(REQUEST):
Look below for the line with "Would you mind pinning the gray". Extract that line and each one after it through the last, word for word.

(PROVIDED RECORDS):

==================================================

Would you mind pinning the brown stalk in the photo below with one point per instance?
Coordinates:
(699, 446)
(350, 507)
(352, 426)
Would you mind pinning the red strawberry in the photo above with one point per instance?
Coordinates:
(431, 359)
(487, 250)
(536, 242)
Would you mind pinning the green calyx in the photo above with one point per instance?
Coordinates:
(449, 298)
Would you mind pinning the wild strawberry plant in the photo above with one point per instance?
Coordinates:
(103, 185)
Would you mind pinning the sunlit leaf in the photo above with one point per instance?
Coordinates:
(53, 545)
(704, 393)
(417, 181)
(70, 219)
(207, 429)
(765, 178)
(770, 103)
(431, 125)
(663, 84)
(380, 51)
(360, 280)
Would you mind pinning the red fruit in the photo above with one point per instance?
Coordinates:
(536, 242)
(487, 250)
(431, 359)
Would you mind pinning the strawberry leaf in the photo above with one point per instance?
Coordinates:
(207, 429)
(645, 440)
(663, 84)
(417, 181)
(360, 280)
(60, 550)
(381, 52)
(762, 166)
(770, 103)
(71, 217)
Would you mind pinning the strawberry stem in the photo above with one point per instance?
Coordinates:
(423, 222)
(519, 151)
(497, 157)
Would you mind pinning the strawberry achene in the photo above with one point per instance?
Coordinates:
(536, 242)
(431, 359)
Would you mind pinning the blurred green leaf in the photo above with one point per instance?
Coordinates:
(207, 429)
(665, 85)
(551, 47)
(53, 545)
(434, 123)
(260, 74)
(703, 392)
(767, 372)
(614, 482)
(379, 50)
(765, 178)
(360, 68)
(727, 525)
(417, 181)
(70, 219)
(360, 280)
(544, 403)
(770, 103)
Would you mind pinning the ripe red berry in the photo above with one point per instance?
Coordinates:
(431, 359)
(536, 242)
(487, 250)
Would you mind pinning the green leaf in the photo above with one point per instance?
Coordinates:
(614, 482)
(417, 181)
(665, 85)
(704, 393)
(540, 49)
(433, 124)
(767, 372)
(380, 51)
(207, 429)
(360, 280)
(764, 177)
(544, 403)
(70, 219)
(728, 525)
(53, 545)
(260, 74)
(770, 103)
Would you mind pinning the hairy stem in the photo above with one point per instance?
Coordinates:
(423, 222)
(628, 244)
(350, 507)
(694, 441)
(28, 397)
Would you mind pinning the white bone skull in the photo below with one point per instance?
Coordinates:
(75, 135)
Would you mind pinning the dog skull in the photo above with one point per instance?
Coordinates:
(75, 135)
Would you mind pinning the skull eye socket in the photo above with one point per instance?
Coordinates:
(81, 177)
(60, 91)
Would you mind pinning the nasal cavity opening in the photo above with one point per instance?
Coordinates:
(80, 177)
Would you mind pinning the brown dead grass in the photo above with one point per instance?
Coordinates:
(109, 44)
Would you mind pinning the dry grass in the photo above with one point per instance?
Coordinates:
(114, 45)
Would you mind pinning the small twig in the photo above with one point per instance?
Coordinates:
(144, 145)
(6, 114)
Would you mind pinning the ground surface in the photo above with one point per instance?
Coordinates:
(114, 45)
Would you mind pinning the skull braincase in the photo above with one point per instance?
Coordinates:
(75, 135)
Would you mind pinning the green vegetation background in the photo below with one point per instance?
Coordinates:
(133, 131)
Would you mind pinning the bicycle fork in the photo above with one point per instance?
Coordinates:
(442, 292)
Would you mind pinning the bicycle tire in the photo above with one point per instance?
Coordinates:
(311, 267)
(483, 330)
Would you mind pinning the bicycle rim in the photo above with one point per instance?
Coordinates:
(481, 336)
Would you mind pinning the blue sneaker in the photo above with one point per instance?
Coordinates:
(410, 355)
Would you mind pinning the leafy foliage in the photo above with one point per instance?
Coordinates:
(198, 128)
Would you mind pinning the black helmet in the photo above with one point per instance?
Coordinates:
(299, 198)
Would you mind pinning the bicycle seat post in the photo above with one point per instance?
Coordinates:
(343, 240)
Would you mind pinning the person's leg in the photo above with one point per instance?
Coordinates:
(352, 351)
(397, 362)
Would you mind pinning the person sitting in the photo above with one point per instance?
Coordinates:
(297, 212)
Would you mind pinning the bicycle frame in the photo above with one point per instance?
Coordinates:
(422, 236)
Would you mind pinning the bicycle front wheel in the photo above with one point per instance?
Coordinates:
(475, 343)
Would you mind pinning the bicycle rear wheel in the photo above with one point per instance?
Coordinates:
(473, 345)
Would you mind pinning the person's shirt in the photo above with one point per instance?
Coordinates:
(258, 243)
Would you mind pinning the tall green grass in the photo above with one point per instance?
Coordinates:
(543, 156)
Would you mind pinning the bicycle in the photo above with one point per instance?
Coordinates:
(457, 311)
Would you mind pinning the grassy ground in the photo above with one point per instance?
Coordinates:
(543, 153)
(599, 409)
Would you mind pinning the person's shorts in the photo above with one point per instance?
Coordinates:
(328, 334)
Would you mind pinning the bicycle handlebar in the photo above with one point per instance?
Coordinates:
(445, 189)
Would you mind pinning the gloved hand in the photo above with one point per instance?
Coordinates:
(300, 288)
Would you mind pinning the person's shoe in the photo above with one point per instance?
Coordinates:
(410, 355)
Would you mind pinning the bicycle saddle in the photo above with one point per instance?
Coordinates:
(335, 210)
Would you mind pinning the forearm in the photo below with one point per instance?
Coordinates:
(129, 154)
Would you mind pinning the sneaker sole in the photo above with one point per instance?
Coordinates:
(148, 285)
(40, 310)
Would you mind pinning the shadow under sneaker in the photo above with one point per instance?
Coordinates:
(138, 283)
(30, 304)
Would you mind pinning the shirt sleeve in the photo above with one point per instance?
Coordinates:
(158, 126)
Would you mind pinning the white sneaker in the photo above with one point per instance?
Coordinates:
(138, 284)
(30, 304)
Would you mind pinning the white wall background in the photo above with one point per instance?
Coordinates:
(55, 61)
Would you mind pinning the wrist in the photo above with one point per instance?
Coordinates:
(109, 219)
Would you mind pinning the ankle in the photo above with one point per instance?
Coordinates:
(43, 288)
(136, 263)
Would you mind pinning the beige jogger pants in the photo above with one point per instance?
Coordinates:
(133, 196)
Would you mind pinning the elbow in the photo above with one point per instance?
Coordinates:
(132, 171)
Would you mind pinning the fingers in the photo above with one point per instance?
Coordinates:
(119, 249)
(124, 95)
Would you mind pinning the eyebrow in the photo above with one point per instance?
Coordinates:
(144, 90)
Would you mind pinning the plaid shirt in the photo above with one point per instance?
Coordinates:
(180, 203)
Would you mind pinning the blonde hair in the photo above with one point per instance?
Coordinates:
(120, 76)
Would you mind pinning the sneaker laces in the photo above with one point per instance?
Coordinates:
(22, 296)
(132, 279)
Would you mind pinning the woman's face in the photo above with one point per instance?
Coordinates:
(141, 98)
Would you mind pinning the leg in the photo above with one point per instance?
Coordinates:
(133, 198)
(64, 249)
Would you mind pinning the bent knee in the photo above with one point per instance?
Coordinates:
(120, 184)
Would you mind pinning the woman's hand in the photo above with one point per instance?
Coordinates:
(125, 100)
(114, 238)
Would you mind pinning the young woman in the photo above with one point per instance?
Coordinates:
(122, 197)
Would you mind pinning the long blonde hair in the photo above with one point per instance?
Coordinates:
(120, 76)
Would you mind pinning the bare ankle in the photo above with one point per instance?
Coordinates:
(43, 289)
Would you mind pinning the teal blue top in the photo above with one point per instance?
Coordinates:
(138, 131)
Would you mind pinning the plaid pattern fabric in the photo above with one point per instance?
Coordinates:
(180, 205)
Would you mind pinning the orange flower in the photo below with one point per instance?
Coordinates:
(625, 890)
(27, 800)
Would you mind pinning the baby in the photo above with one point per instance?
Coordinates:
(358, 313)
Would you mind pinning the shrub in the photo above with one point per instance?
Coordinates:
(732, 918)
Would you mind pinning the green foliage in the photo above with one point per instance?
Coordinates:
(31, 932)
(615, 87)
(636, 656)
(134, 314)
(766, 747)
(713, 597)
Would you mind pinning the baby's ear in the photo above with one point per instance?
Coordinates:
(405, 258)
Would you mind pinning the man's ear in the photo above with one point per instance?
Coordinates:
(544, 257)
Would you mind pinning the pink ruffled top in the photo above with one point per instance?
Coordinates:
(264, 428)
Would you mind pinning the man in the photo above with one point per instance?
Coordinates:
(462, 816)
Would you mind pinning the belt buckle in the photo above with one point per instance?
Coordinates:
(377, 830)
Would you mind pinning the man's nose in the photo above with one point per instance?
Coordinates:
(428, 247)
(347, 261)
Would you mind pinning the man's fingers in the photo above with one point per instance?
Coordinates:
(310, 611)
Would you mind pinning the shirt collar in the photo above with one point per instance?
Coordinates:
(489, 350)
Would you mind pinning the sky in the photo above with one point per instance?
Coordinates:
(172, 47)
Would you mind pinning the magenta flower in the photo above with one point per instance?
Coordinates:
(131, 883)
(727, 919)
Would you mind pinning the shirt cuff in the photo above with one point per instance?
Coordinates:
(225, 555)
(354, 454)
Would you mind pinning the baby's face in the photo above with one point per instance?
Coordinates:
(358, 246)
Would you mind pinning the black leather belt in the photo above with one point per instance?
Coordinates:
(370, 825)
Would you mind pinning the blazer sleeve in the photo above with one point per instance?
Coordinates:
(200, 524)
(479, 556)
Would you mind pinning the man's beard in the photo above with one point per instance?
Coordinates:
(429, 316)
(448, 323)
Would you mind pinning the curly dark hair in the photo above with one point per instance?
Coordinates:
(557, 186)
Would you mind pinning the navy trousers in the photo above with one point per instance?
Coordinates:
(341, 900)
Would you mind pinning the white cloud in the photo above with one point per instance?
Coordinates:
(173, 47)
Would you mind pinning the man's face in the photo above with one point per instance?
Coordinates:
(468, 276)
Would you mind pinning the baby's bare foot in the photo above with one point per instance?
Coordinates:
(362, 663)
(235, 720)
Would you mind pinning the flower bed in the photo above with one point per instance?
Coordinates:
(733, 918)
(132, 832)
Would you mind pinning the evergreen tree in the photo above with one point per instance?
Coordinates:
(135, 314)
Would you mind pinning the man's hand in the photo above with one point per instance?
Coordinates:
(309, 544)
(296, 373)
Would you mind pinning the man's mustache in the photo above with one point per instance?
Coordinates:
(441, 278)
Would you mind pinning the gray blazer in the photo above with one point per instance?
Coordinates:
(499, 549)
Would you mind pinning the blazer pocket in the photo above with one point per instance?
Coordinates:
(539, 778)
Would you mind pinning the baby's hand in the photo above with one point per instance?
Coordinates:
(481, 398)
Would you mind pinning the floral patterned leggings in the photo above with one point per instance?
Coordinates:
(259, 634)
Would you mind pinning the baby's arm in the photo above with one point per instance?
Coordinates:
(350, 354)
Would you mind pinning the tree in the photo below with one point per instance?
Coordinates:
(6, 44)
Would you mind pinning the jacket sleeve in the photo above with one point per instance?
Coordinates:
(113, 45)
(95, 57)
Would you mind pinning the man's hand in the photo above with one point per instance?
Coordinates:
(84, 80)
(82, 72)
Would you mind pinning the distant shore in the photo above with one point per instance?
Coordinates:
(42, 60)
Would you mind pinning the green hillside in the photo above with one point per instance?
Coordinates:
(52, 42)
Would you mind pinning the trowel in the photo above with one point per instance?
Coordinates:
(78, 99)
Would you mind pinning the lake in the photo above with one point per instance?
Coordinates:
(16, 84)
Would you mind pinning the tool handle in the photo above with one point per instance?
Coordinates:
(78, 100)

==================================================

(EXERCISE OUTPUT):
Would you mind pinning the gray blazer in the photo above with one point per instance?
Coordinates:
(499, 549)
Would you mind pinning the blazer pocket in the photo above with one point per instance?
Coordinates:
(539, 778)
Would you mind pinning the baby's hand in the photo above with one point per instance?
Coordinates:
(481, 398)
Would you mind pinning the floral patterned leggings in the photo above with one point per instance?
Coordinates:
(259, 634)
Would you mind pinning the baby's arm in the photo above with one point per instance?
Coordinates:
(350, 354)
Would you mind pinning the tree in the photo below with one point per instance?
Coordinates:
(6, 44)
Would you mind pinning the jacket sleeve in the photo above with one point per instance?
Coordinates:
(113, 45)
(95, 57)
Would you mind pinning the man's hand in the photo above with one point per instance?
Coordinates:
(84, 80)
(82, 72)
Would you mind pinning the distant shore in the photo above with one point per instance?
Coordinates:
(42, 60)
Would you mind pinning the green hillside in the photo above with one point per instance?
Coordinates:
(52, 42)
Would you mind pinning the trowel in the photo above with one point per instance?
Coordinates:
(78, 99)
Would you mind pinning the lake in the photo above with one point per instance?
Coordinates:
(16, 84)
Would you mind pinning the tool handle in the photo above with one point per instance?
Coordinates:
(78, 100)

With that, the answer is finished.